WHAT TO PRODUCE
Reproduce, without alteration, every line of the material from the line containing "Could you please point out the pickled" through the final line of the material, both included.

• • • •

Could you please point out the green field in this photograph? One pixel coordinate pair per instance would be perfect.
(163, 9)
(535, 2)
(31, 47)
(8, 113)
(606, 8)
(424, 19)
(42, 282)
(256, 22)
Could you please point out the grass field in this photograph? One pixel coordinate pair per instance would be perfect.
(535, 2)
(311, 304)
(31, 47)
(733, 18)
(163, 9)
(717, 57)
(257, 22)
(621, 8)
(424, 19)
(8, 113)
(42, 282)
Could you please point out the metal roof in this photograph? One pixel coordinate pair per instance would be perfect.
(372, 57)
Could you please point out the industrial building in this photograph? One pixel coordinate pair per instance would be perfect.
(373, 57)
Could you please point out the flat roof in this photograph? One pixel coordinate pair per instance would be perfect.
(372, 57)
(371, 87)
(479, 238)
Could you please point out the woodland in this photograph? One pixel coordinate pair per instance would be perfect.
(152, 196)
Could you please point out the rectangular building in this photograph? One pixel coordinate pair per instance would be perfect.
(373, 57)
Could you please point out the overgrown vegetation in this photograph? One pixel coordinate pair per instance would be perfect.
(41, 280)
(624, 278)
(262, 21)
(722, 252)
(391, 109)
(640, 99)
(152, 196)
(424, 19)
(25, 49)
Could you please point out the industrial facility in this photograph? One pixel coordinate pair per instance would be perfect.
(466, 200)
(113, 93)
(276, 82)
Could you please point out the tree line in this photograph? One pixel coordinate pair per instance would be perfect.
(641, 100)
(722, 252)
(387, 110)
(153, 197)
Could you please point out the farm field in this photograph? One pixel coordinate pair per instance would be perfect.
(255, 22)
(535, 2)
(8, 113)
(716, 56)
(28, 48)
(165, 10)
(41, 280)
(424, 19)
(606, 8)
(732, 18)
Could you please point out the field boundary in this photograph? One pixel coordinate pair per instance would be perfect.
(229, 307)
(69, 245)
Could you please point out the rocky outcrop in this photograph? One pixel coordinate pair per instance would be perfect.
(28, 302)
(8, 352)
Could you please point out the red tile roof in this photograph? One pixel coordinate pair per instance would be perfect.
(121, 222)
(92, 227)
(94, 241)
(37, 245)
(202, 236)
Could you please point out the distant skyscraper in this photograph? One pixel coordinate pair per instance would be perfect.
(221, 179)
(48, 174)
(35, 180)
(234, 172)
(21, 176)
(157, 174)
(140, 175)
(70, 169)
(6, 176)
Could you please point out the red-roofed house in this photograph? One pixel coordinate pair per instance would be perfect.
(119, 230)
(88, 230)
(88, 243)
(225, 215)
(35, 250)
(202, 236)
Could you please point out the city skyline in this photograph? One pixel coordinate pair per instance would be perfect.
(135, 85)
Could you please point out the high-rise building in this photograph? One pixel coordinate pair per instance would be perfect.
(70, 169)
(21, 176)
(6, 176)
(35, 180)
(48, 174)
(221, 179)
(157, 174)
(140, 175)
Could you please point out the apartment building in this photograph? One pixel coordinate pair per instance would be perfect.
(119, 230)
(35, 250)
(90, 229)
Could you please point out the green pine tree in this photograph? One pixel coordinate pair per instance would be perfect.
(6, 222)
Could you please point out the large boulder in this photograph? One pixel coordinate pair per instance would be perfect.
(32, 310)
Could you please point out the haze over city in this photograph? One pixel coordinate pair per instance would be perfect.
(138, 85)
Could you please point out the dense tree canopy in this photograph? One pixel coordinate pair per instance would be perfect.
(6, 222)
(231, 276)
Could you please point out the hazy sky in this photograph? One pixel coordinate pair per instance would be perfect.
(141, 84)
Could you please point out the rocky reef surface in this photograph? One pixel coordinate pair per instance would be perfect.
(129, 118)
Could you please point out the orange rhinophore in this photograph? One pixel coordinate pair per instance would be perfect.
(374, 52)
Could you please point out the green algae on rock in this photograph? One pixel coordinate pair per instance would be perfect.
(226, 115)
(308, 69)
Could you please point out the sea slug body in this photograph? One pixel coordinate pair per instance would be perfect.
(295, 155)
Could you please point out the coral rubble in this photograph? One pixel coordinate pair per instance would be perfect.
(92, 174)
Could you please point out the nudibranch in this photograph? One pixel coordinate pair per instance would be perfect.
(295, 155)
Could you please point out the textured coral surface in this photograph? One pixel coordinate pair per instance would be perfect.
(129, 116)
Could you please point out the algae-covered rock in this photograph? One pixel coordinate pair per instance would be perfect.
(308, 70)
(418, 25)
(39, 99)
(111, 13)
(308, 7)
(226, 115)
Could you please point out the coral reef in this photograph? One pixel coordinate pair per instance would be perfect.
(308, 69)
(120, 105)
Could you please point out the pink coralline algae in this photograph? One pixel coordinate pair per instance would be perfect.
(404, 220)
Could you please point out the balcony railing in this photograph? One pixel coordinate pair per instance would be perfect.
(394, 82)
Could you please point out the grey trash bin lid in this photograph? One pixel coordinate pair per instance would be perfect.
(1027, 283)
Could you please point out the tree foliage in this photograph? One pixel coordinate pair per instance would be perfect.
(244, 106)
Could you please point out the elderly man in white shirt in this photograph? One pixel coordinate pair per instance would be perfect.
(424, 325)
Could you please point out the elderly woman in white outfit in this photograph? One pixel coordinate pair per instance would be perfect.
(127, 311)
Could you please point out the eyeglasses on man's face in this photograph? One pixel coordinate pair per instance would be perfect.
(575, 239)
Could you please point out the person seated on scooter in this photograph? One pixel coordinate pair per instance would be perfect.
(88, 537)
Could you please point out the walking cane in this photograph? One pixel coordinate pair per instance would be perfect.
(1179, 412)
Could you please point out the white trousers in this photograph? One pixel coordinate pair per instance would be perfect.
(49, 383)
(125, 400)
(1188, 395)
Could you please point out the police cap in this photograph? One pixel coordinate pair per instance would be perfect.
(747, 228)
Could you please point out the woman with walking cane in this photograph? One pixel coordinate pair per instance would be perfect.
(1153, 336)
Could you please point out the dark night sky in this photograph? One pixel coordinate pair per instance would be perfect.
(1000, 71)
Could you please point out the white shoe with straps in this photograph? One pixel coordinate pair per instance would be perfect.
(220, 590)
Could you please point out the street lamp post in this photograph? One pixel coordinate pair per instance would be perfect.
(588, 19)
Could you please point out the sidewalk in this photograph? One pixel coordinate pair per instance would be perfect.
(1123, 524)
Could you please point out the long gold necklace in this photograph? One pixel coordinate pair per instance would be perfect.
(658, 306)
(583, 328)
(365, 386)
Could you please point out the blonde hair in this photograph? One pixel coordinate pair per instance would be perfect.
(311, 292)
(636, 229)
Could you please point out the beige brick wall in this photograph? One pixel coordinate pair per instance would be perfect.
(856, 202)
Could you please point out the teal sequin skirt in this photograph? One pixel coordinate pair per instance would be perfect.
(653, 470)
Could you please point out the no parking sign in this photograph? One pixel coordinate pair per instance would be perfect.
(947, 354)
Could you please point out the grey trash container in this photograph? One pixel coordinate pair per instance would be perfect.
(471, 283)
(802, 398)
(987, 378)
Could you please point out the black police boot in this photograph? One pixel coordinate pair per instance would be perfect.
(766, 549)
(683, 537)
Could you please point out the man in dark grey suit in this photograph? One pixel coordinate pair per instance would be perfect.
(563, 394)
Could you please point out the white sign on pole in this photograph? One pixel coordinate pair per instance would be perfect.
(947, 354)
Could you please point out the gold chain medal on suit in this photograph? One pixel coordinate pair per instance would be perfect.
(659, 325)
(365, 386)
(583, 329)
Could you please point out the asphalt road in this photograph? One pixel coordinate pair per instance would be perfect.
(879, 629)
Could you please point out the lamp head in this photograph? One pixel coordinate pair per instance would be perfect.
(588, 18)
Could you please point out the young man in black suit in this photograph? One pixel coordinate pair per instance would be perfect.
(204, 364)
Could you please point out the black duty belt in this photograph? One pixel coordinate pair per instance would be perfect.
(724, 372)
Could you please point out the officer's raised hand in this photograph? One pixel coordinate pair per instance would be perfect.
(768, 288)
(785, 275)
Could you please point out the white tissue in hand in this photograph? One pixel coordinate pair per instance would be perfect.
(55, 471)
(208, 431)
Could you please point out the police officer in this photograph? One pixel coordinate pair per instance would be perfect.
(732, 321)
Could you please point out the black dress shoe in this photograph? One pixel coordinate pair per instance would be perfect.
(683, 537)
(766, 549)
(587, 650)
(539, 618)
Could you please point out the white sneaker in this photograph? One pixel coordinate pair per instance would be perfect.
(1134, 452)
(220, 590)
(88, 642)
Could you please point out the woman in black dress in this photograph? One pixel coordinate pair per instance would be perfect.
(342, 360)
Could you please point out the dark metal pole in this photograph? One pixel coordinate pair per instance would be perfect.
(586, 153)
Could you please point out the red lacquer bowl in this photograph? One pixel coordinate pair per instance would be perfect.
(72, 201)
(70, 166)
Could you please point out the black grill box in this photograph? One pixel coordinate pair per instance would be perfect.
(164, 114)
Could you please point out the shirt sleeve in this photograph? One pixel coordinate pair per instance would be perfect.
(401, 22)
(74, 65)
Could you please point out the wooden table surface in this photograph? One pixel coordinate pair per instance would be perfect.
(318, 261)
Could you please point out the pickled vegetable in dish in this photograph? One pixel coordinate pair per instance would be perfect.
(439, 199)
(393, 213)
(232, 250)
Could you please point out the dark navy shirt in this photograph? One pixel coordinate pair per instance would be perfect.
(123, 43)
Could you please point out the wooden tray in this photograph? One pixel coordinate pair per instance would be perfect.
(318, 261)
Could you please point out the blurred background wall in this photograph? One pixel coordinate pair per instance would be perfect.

• • • •

COMPLETE OUTPUT
Could you please point out the pickled vegetable in dish in this photograph? One pixel coordinate pair per instance would be perfect.
(439, 199)
(393, 213)
(232, 250)
Could you please point out the dark navy shirt in this photograph? One pixel coordinate pair per instance would be perfect.
(123, 43)
Could you please point out the wooden tray in this photograph? One pixel coordinate pair per instance would be perfect.
(318, 261)
Could you please point out the blurred background wall in this photograph? One pixel coordinate pair per instance would be perfect.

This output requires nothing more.